>> begin TEXT TO READ

The invention, in another aspect, features a spacer for a plasma arc torch. The spacer includes two bars joined at a central location configured to separate an end of a coolant tube from an inner surface of an electrode. The spacer also includes a plurality of elements located on the bars configured to radially align the coolant tube relative to the electrode.
In one embodiment, the plurality of elements are located at opposite ends of the bars. In one embodiment, the plurality of elements are positioned towards the central location at which the two bars are joined.
The invention, in another aspect, features an electrode for a plasma arc torch. The electrode includes a hollow elongated body having an open end and a closed end. The electrode also includes one or more raised features located on an inner surface of the closed end of the body configured to separate an end of a coolant tube from the inner surface of the electrode.

>> end TEXT TO READ
>> begin PROVIDED RECORDS

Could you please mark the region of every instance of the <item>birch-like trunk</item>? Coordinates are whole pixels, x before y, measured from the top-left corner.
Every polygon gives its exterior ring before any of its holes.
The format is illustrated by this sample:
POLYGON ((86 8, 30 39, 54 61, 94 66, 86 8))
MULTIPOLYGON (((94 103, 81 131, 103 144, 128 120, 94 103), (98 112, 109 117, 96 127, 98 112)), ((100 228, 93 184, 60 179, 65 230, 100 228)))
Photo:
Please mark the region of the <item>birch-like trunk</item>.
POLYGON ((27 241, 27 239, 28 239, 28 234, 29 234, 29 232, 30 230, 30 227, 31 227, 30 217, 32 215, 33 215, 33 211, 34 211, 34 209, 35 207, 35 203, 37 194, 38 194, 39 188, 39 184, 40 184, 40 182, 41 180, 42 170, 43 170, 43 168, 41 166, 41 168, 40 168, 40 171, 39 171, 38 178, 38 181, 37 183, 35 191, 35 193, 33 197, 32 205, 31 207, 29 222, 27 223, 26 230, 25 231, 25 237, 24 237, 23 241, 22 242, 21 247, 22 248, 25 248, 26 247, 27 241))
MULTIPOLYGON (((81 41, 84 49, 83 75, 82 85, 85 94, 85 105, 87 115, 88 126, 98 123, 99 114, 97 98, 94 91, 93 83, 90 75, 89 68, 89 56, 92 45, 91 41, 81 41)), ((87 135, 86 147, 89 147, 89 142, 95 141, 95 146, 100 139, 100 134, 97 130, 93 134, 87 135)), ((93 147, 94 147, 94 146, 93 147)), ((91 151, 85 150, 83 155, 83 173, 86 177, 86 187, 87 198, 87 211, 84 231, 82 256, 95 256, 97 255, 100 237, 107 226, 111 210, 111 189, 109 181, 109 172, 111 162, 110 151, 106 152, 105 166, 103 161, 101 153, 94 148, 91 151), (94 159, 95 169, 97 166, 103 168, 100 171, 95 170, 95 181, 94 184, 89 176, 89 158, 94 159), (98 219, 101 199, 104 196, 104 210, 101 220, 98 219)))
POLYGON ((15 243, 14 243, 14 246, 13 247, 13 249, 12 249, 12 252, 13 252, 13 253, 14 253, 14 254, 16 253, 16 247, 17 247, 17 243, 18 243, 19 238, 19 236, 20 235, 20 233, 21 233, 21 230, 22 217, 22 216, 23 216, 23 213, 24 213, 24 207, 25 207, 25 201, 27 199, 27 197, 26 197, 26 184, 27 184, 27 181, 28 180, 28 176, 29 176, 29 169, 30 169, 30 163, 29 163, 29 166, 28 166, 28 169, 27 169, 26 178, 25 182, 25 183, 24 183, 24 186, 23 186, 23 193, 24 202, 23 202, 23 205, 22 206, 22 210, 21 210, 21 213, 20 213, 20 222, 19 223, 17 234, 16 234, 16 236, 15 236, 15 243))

>> end PROVIDED RECORDS

■ GOAL 1: Which structural features of the electrode does the plasma arc torch text list?
■ GOAL 2: In the plasma arc torch text, what are the elements on the spacer's bars configured to do?
■ GOAL 3: Write what comes next in the plasma arc torch text, picking up after its final sentence.

■ TASK RESULT 1:
- A hollow elongated body
- An open end
- A closed end
- One or more raised features on the inner surface of the closed end

■ TASK RESULT 2: They are configured to radially align the coolant tube relative to the electrode.

■ TASK RESULT 3:
The invention, in another aspect, features an electrode for a plasma arc torch. The electrode includes a hollow elongated body having an open end and a closed end. The electrode also includes a surface located at the open end of the elongated body configured to separate an end of a coolant tube from the surface.
The invention, in another aspect, features a spacer for a plasma arc torch. The spacer includes an elongated body that defines a passage therethrough and a generally tubular portion configured to be disposed within an opening in an end of a coolant tube to radially align the coolant tube relative to the electrode. The spacer also includes a surface located on an outer surface of the elongated body configured to separate an end of the coolant tube from an inner surface of the electrode.
The foregoing and other objects, aspects, features, and advantages of the invention will become more apparent from the following description and from the claims.
The foregoing and other objects, feature and advantages of the invention, as well as the invention itself, will be more fully understood from the following illustrative description, when read together with the accompanying drawings which are not necessarily to scale.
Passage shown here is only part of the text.